Page ->
# # #

The silicon dioxide present in the dispersion according to the invention is preferably hydrophilic.
The term “hydrophilic” in the context of the present invention relates to the particles having a relatively high affinity for polar media such as water and having a relatively low hydrophobicity. Such hydrophobicity may typically be achieved by application of appropriate nonpolar groups to the silica surface. The extent of the hydrophobicity of a silica may be determined via parameters including its methanol wettability, as more particularly described in WO2011/076518 A1, pages 5-6, for example. In pure water, a hydrophobic silica separates completely from the water and floats on the surface thereof without being wetted with the solvent. In pure methanol, by contrast, a hydrophobic silica is distributed throughout the solvent volume; complete wetting takes place. Measurement of methanol wettability determines a maximum content of methanol in a methanol/water test mixture at which wetting of the silica still does not take place, i.e. after contact with the test mixture 100% of the employed silica separates from the test mixture. This methanol content in the methanol/water mixture in % by weight is called methanol wettability. The higher such a methanol wettability, the more hydrophobic the silica. The lower the methanol wettability, the lower the hydrophobicity and the higher the hydrophilicity of the material.
The silicon dioxide employed in the dispersion according to the invention has a methanol wettability of less than 20%, preferably from 0% to 15%, particularly preferably from 0% to 10%, very particularly preferably from 0% to 5%, by weight of methanol in a methanol/water mixture.

# # #

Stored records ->

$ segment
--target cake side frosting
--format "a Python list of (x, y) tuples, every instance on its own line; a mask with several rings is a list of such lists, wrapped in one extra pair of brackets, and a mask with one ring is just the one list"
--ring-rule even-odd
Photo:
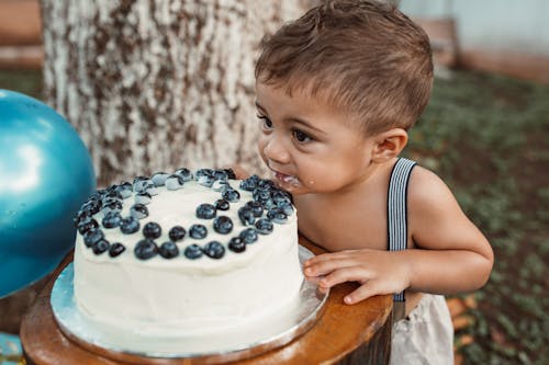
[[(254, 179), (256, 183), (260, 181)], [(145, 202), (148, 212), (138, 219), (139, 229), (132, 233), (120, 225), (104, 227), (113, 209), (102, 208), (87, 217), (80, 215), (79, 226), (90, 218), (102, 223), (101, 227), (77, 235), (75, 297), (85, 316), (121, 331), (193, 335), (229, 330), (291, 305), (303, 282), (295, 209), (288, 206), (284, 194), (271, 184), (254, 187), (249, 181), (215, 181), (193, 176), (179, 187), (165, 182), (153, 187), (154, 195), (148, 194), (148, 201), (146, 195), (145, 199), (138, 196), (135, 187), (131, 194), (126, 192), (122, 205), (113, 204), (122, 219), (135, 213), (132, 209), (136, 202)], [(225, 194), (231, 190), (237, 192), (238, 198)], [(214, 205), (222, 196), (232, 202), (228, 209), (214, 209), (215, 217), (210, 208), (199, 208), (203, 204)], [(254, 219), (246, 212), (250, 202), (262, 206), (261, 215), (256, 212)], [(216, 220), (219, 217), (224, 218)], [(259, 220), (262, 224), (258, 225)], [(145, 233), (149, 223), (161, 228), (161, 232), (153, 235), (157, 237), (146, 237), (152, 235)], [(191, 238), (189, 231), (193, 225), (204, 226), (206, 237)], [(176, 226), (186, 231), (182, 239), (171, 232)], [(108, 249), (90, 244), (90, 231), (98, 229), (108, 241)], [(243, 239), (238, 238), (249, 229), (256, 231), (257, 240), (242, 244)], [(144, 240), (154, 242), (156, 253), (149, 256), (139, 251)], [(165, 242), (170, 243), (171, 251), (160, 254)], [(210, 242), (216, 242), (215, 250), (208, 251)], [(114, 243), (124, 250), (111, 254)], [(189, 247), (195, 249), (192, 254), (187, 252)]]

# # #

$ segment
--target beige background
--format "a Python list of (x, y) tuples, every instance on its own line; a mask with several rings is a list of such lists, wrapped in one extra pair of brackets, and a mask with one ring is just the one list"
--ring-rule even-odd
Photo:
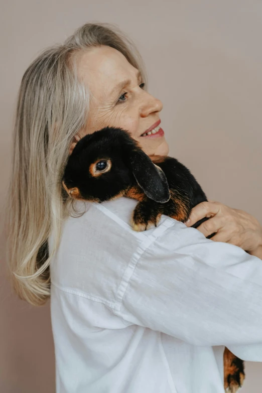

# # #

Exercise instructions ->
A. Output the silica passage from "The silicon dioxide employed" to "a methanol/water mixture.".
B. According to the silica passage, what happens to a hydrophobic silica placed in pure water?
C. For each statement, answer yes or no according to the silica passage, quoting the words that decide it. (i) A higher methanol wettability means a more hydrophobic silica. (ii) In pure methanol, a hydrophobic silica floats on the surface without being wetted. (iii) The particularly preferred methanol wettability for the silicon dioxide is from 0% to 10%.
The lines have no connection to the silica passage.

The responses ->
A.
The silicon dioxide employed in the dispersion according to the invention has a methanol wettability of less than 20%, preferably from 0% to 15%, particularly preferably from 0% to 10%, very particularly preferably from 0% to 5%, by weight of methanol in a methanol/water mixture.

B. It separates completely from the water and floats on the surface without being wetted.

C.
(i) Yes: "The higher such a methanol wettability, the more hydrophobic the silica."
(ii) No: "In pure methanol, by contrast, a hydrophobic silica is distributed throughout the solvent volume; complete wetting takes place."
(iii) Yes: "particularly preferably from 0% to 10%"